YOUR ASSIGNMENT ▸ Copy out all lines of the material below in which "instance" occurs.

DATA LISTING ▸

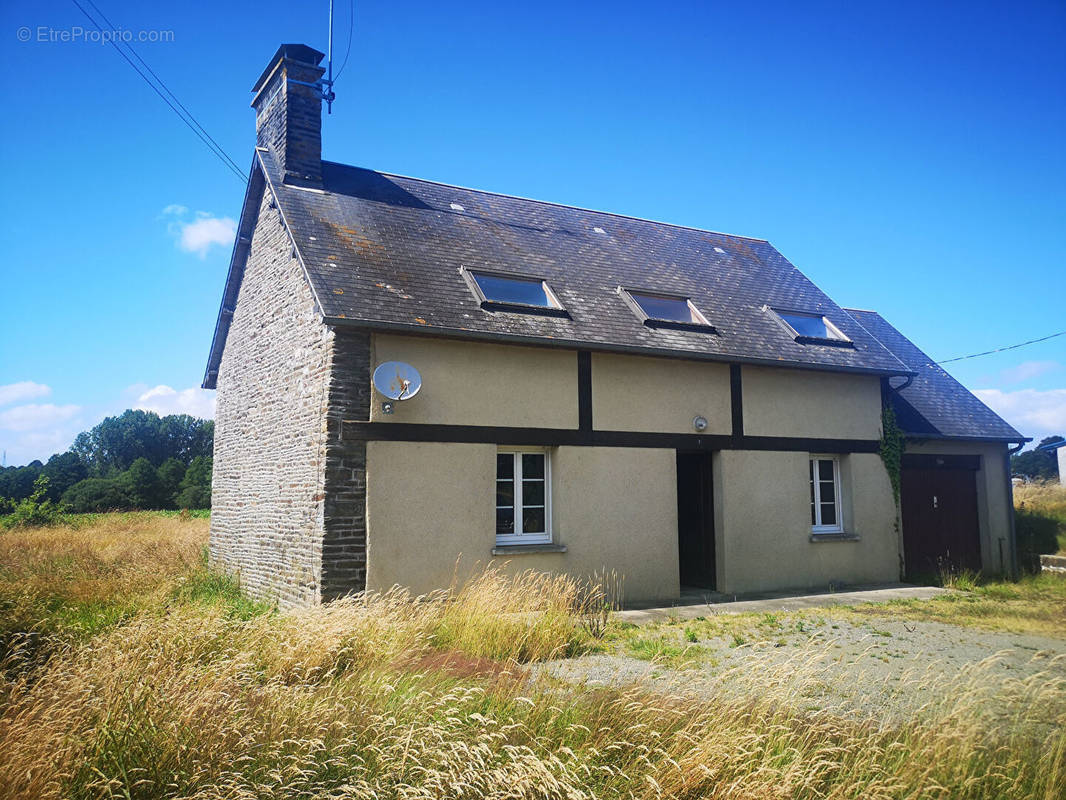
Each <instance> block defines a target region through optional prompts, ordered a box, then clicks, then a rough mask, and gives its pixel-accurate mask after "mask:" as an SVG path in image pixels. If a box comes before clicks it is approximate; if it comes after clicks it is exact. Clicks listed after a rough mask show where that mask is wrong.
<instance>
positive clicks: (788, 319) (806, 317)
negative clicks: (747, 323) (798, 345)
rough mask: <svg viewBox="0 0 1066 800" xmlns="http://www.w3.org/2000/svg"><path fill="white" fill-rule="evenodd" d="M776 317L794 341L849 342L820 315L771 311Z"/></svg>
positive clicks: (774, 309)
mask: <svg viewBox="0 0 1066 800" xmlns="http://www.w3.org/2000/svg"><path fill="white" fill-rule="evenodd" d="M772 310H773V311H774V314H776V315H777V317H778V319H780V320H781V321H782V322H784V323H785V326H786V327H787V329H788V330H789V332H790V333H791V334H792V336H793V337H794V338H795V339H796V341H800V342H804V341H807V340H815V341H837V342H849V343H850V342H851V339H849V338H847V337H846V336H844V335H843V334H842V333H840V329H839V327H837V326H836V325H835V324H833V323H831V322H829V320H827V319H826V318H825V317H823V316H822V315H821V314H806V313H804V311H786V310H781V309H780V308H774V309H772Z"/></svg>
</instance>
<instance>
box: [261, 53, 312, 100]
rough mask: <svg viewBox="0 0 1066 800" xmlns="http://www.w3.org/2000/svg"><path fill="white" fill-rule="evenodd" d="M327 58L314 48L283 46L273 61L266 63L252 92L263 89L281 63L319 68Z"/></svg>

REPLY ▸
Each <instance> block defines a target region through optional prompts, ordered a box, then clicks, then a rough mask, and gives its pixel-accurate mask after "mask:" as an SVG path in image pixels. If a box comes before clicks it is approximate; if it comes after clicks it is exact. Clicks listed after a rough mask show where that mask is wrong.
<instance>
</instance>
<instance>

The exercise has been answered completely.